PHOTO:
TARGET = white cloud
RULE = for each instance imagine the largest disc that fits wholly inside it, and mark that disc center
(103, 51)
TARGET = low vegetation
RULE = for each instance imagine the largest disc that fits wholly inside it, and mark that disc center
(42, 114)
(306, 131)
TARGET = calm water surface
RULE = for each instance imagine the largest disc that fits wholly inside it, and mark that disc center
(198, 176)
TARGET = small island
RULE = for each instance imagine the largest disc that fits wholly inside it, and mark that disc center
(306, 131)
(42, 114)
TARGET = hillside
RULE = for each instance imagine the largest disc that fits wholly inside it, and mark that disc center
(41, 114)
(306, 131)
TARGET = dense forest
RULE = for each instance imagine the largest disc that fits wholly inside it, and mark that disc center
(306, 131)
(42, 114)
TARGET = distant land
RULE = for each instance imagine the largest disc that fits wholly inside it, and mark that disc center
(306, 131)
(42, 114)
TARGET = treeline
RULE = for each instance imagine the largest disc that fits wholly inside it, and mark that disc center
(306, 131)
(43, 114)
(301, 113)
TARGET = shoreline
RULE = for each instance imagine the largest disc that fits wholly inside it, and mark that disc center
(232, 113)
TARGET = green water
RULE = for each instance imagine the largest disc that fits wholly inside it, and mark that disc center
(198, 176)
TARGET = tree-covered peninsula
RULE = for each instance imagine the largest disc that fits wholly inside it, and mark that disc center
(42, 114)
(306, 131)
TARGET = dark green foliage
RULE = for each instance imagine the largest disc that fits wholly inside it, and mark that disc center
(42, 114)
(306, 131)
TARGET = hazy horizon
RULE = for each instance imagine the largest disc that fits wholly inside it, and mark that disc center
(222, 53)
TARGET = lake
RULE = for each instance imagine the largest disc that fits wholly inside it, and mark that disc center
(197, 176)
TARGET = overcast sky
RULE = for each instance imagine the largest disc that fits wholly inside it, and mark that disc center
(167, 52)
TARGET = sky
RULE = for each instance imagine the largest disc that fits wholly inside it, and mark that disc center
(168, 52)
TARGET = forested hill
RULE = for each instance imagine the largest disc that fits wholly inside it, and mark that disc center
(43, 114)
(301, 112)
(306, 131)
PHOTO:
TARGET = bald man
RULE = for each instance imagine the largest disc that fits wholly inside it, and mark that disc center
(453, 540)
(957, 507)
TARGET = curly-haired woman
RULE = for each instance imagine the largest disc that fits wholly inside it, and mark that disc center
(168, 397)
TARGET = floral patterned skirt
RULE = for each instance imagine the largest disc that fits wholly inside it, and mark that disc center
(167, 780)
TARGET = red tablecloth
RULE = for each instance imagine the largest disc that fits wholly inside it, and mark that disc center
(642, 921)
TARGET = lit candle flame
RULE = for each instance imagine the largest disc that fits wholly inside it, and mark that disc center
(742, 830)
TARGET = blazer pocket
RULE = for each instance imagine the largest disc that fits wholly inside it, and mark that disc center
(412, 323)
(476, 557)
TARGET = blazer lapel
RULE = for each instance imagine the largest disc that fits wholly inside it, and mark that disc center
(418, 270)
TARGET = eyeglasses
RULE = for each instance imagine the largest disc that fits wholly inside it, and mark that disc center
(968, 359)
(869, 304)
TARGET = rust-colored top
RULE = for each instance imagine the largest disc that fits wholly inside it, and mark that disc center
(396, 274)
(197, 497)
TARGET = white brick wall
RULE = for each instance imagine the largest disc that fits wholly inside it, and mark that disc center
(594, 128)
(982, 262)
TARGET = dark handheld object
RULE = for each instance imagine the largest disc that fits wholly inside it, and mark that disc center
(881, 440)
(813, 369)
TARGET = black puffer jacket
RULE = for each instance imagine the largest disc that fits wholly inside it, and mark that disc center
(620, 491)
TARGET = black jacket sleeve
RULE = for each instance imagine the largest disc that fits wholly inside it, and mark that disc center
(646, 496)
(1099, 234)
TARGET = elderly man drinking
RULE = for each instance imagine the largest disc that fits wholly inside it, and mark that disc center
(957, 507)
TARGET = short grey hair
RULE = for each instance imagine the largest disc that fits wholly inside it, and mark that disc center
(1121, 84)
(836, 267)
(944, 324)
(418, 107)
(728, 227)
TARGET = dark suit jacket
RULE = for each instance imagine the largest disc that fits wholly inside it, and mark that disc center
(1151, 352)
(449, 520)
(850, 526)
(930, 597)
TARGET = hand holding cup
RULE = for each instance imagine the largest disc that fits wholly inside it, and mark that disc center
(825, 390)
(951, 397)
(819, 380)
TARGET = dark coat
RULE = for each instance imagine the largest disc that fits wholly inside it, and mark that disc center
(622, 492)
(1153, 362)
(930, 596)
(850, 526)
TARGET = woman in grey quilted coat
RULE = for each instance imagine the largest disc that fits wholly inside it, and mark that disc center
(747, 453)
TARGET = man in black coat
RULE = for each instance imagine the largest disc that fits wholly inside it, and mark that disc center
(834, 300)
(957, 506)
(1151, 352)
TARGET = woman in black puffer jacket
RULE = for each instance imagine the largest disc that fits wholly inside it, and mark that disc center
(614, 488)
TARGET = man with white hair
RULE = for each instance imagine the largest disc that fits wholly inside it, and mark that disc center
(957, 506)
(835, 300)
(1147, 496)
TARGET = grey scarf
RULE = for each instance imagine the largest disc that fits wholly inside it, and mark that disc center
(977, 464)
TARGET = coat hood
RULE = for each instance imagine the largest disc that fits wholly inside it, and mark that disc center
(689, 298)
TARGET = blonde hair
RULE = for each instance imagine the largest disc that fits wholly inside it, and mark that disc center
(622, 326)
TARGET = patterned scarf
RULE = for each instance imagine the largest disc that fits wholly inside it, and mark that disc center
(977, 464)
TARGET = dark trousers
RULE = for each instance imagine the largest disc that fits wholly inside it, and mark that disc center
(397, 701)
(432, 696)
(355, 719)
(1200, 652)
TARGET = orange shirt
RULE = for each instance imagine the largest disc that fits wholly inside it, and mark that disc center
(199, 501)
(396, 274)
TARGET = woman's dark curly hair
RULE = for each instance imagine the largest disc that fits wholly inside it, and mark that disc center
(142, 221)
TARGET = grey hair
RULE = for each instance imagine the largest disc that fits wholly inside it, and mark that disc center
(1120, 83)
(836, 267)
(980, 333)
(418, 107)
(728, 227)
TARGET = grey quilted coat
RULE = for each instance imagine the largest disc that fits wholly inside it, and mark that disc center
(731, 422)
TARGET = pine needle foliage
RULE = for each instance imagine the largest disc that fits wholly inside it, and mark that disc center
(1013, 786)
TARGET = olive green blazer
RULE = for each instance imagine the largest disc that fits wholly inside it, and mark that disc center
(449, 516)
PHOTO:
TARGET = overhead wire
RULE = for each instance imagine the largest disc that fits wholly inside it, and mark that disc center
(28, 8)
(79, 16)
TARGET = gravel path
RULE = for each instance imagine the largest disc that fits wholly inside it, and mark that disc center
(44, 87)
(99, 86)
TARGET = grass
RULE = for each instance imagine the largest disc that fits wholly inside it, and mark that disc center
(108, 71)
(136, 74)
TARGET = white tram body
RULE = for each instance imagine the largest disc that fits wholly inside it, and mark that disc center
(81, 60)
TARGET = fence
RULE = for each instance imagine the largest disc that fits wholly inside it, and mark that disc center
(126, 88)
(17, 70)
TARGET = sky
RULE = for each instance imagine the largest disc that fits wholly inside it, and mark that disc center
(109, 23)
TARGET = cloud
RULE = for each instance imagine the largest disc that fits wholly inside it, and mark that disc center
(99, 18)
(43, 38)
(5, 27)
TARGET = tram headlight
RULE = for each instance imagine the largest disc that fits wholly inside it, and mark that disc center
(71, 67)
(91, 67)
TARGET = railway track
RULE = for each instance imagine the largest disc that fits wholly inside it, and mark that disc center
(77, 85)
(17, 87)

GOAL: Render every entry above as a JSON list of strings, one string per line, leaving out any blank lines.

EXERCISE OUTPUT:
[
  "PHOTO:",
  "TARGET = white cloud",
  "RULE = for each instance imagine the largest disc that fits wholly inside it, and mark that disc center",
  "(103, 51)",
  "TARGET = low vegetation",
  "RULE = for each instance imagine the largest disc that fits wholly inside it, and mark that disc center",
  "(42, 114)",
  "(306, 131)",
  "TARGET = calm water surface",
  "RULE = for each instance imagine the largest disc that fits wholly inside it, and mark that disc center",
  "(198, 176)",
  "TARGET = small island",
  "RULE = for each instance imagine the largest disc that fits wholly inside it, and mark that disc center",
  "(306, 131)",
  "(42, 114)",
  "TARGET = hillside",
  "RULE = for each instance imagine the largest disc that fits wholly inside it, and mark that disc center",
  "(41, 114)",
  "(306, 131)",
  "TARGET = dense forest",
  "RULE = for each instance imagine the largest disc that fits wholly inside it, and mark that disc center",
  "(306, 131)",
  "(42, 114)",
  "TARGET = distant land",
  "RULE = for each instance imagine the largest disc that fits wholly inside it, and mark that disc center",
  "(306, 131)",
  "(42, 114)",
  "TARGET = treeline",
  "RULE = for each instance imagine the largest disc that fits wholly inside it, and mark that disc center",
  "(306, 131)",
  "(43, 114)",
  "(301, 113)",
  "TARGET = shoreline",
  "RULE = for each instance imagine the largest disc that fits wholly inside it, and mark that disc center",
  "(232, 113)",
  "TARGET = green water",
  "RULE = for each instance imagine the largest disc that fits wholly inside it, and mark that disc center",
  "(198, 176)",
  "TARGET = tree-covered peninsula",
  "RULE = for each instance imagine the largest disc that fits wholly inside it, and mark that disc center",
  "(42, 114)",
  "(306, 131)",
  "TARGET = dark green foliage",
  "RULE = for each instance imagine the largest disc that fits wholly inside it, and mark that disc center",
  "(42, 114)",
  "(306, 131)",
  "TARGET = hazy horizon",
  "RULE = for each instance imagine the largest disc that fits wholly inside it, and mark that disc center",
  "(222, 53)",
  "TARGET = lake",
  "RULE = for each instance imagine the largest disc that fits wholly inside it, and mark that disc center",
  "(197, 176)",
  "TARGET = overcast sky",
  "RULE = for each instance imagine the largest disc that fits wholly inside it, and mark that disc center",
  "(167, 52)",
  "TARGET = sky",
  "RULE = for each instance imagine the largest disc that fits wholly inside it, and mark that disc center",
  "(168, 52)",
  "TARGET = forested hill",
  "RULE = for each instance imagine the largest disc that fits wholly inside it, and mark that disc center",
  "(43, 114)",
  "(301, 112)",
  "(306, 131)",
  "PHOTO:",
  "TARGET = bald man",
  "RULE = for each instance imagine the largest disc that fits wholly inside it, and mark that disc center",
  "(453, 540)",
  "(957, 507)",
  "TARGET = curly-haired woman",
  "RULE = for each instance imagine the largest disc that fits wholly inside it, and mark that disc center",
  "(168, 397)",
  "TARGET = floral patterned skirt",
  "RULE = for each instance imagine the largest disc that fits wholly inside it, and mark that disc center",
  "(167, 780)",
  "TARGET = red tablecloth",
  "RULE = for each instance imagine the largest disc that fits wholly inside it, and mark that disc center",
  "(642, 921)",
  "TARGET = lit candle flame",
  "RULE = for each instance imagine the largest disc that fits wholly inside it, and mark that disc center",
  "(742, 830)",
  "TARGET = blazer pocket",
  "RULE = for each instance imagine the largest disc that fits wholly inside it, and mark that disc center",
  "(412, 323)",
  "(476, 557)",
  "TARGET = blazer lapel",
  "RULE = for each instance imagine the largest disc that fits wholly inside it, and mark that disc center",
  "(418, 270)",
  "TARGET = eyeglasses",
  "RULE = for each instance imagine the largest disc that fits wholly inside it, and mark that disc center",
  "(968, 359)",
  "(869, 304)",
  "TARGET = rust-colored top",
  "RULE = for each instance imagine the largest disc that fits wholly inside it, and mark that disc center",
  "(396, 274)",
  "(197, 497)",
  "TARGET = white brick wall",
  "RULE = for each instance imagine the largest disc that fits wholly inside it, and mark that disc center",
  "(594, 128)",
  "(982, 262)",
  "TARGET = dark handheld object",
  "RULE = for each instance imagine the largest disc that fits wholly inside it, and mark that disc center",
  "(881, 440)",
  "(813, 369)",
  "TARGET = black puffer jacket",
  "RULE = for each instance imagine the largest disc that fits wholly inside it, and mark that disc center",
  "(620, 491)",
  "TARGET = black jacket sleeve",
  "RULE = for each instance imagine the largest disc that fits wholly inside it, and mark that disc center",
  "(646, 496)",
  "(1099, 234)",
  "TARGET = elderly man drinking",
  "RULE = for each instance imagine the largest disc that fits wholly inside it, and mark that disc center",
  "(957, 507)",
  "TARGET = short grey hair",
  "RULE = for each instance imagine the largest disc that fits wholly inside it, and mark that disc center",
  "(1121, 84)",
  "(836, 267)",
  "(944, 324)",
  "(418, 107)",
  "(728, 227)",
  "TARGET = dark suit jacket",
  "RULE = for each instance imagine the largest disc that fits wholly inside it, and mark that disc center",
  "(1151, 352)",
  "(449, 520)",
  "(850, 526)",
  "(930, 597)",
  "TARGET = hand holding cup",
  "RULE = for each instance imagine the largest disc that fits wholly inside it, and mark that disc center",
  "(825, 390)",
  "(951, 397)",
  "(819, 380)",
  "TARGET = dark coat",
  "RULE = for each instance imagine the largest disc that fits wholly inside it, and mark that disc center",
  "(622, 492)",
  "(1153, 362)",
  "(930, 596)",
  "(850, 526)",
  "TARGET = woman in grey quilted coat",
  "RULE = for each instance imagine the largest disc that fits wholly inside it, and mark that disc center",
  "(747, 453)",
  "TARGET = man in black coat",
  "RULE = for each instance imagine the largest disc that fits wholly inside it, and mark that disc center",
  "(834, 300)",
  "(957, 506)",
  "(1151, 352)",
  "TARGET = woman in black puffer jacket",
  "RULE = for each instance imagine the largest disc that fits wholly inside it, and mark that disc center",
  "(614, 488)",
  "TARGET = man with white hair",
  "RULE = for each instance imagine the largest disc that fits wholly inside it, and mark that disc center",
  "(957, 506)",
  "(835, 300)",
  "(1147, 496)",
  "TARGET = grey scarf",
  "RULE = for each instance imagine the largest disc that fits wholly inside it, and mark that disc center",
  "(977, 464)",
  "TARGET = coat hood",
  "RULE = for each instance imagine the largest disc that fits wholly inside it, and mark that disc center",
  "(689, 298)",
  "TARGET = blonde hair",
  "RULE = for each instance imagine the largest disc that fits wholly inside it, and mark that disc center",
  "(622, 326)",
  "TARGET = patterned scarf",
  "RULE = for each instance imagine the largest disc that fits wholly inside it, and mark that disc center",
  "(977, 464)",
  "TARGET = dark trousers",
  "RULE = for each instance imagine the largest disc that fits wholly inside it, and mark that disc center",
  "(397, 701)",
  "(432, 696)",
  "(355, 719)",
  "(1200, 652)",
  "TARGET = orange shirt",
  "RULE = for each instance imagine the largest disc that fits wholly inside it, and mark that disc center",
  "(199, 501)",
  "(396, 274)",
  "TARGET = woman's dark curly hair",
  "RULE = for each instance imagine the largest disc that fits wholly inside it, and mark that disc center",
  "(142, 221)",
  "TARGET = grey hair",
  "RULE = for each instance imagine the largest disc that fits wholly inside it, and mark that disc center",
  "(1120, 83)",
  "(836, 267)",
  "(980, 333)",
  "(418, 107)",
  "(728, 227)",
  "TARGET = grey quilted coat",
  "RULE = for each instance imagine the largest disc that fits wholly inside it, and mark that disc center",
  "(731, 422)",
  "TARGET = pine needle foliage",
  "RULE = for each instance imagine the largest disc that fits wholly inside it, and mark that disc center",
  "(1013, 786)",
  "TARGET = olive green blazer",
  "RULE = for each instance imagine the largest disc that fits wholly inside it, and mark that disc center",
  "(449, 516)",
  "PHOTO:",
  "TARGET = overhead wire",
  "RULE = for each instance imagine the largest disc that fits wholly inside it, and mark that disc center",
  "(28, 8)",
  "(79, 16)",
  "TARGET = gravel path",
  "RULE = for each instance imagine the largest disc that fits wholly inside it, and mark that disc center",
  "(44, 87)",
  "(99, 86)",
  "TARGET = grass",
  "RULE = for each instance imagine the largest disc that fits wholly inside it, and mark that disc center",
  "(108, 71)",
  "(136, 74)",
  "TARGET = white tram body",
  "RULE = for each instance imagine the largest disc that fits wholly inside it, and mark that disc center",
  "(81, 60)",
  "TARGET = fence",
  "RULE = for each instance imagine the largest disc that fits wholly inside it, and mark that disc center",
  "(126, 88)",
  "(17, 70)",
  "TARGET = sky",
  "RULE = for each instance imagine the largest disc that fits wholly inside it, and mark that disc center",
  "(109, 23)",
  "TARGET = cloud",
  "RULE = for each instance imagine the largest disc that fits wholly inside it, and mark that disc center",
  "(99, 18)",
  "(43, 38)",
  "(5, 27)",
  "TARGET = tram headlight",
  "RULE = for each instance imagine the largest disc that fits wholly inside it, and mark that disc center",
  "(71, 67)",
  "(91, 67)",
  "TARGET = railway track",
  "RULE = for each instance imagine the largest disc that fits wholly inside it, and mark that disc center",
  "(77, 85)",
  "(17, 87)"
]